> [Data entries]:
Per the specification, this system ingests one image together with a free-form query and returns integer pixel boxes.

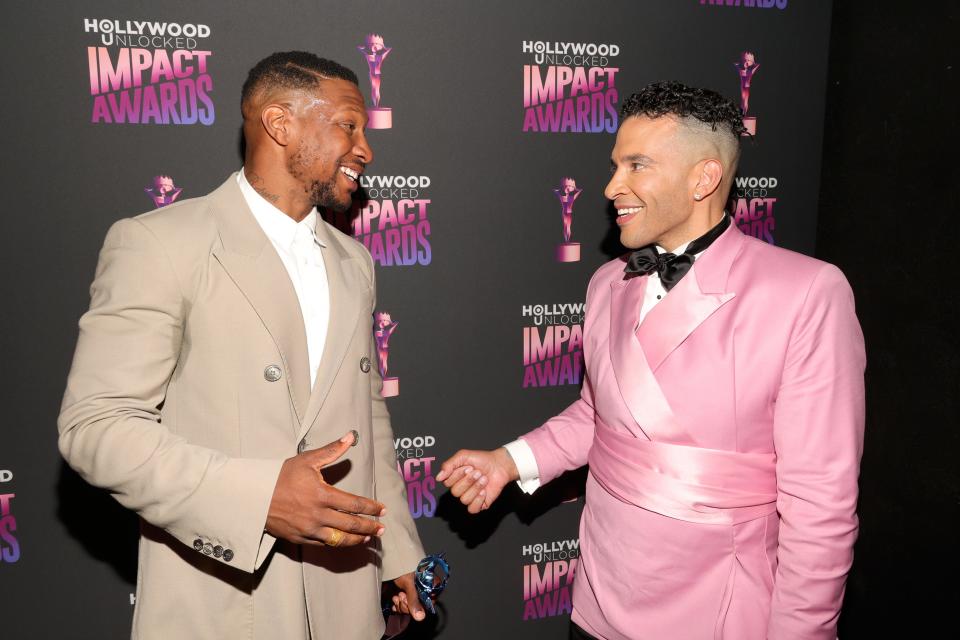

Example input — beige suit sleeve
[364,251,424,581]
[58,220,283,572]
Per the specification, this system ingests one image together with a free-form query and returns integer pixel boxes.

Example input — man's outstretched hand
[391,573,427,622]
[265,432,386,547]
[437,447,520,513]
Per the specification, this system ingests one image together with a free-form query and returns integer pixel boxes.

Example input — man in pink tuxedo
[438,82,865,640]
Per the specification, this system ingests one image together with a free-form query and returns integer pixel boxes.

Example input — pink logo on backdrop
[348,175,433,267]
[373,311,400,398]
[523,538,580,620]
[522,302,586,389]
[83,18,216,125]
[357,33,393,129]
[393,435,437,519]
[143,175,183,209]
[553,178,583,262]
[521,40,620,133]
[0,478,20,564]
[727,176,780,244]
[733,51,760,136]
[700,0,789,9]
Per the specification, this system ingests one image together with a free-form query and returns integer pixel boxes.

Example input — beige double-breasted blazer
[59,174,423,640]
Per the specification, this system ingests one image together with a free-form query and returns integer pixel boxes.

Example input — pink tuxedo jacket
[523,226,865,640]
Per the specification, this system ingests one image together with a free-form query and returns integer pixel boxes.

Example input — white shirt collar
[237,167,326,247]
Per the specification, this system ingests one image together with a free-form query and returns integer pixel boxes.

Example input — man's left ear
[694,159,723,200]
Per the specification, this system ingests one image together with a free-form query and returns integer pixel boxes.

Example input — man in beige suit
[59,52,424,640]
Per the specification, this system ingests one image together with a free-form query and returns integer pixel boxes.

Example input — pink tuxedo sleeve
[768,265,866,640]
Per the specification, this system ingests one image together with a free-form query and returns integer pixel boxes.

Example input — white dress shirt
[503,242,709,493]
[237,169,330,387]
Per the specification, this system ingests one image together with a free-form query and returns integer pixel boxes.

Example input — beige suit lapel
[298,218,373,438]
[209,174,310,421]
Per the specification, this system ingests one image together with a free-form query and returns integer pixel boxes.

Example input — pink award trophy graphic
[373,311,400,398]
[357,33,393,129]
[553,178,583,262]
[733,51,760,136]
[143,176,183,209]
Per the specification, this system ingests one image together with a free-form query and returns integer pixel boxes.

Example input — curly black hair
[240,51,359,104]
[620,81,747,139]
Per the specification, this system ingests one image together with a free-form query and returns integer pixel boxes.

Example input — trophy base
[367,107,393,129]
[557,242,580,262]
[380,378,400,398]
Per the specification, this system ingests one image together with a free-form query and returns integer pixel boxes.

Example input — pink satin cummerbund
[588,420,777,524]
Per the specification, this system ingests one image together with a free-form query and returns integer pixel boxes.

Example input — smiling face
[604,116,704,251]
[287,78,373,211]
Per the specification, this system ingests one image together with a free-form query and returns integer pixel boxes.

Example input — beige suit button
[263,364,283,382]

> [Exercise prompt]: Write out the records word for word, from their first line through the line that contains "[437,447,520,513]", with both ends included, and leave out the pictures.

> [Finished task]:
Per the specification, this system ingests one image together with a free-form query and returns integer pixel boxes.


Example input — beige suit sleeve
[364,251,424,581]
[58,220,283,572]
Per the specification, this system ingests one image together with a free-form query and returns integer pixel boxes.

Example input — man's outstretched hand
[391,573,427,622]
[265,432,386,547]
[437,447,520,513]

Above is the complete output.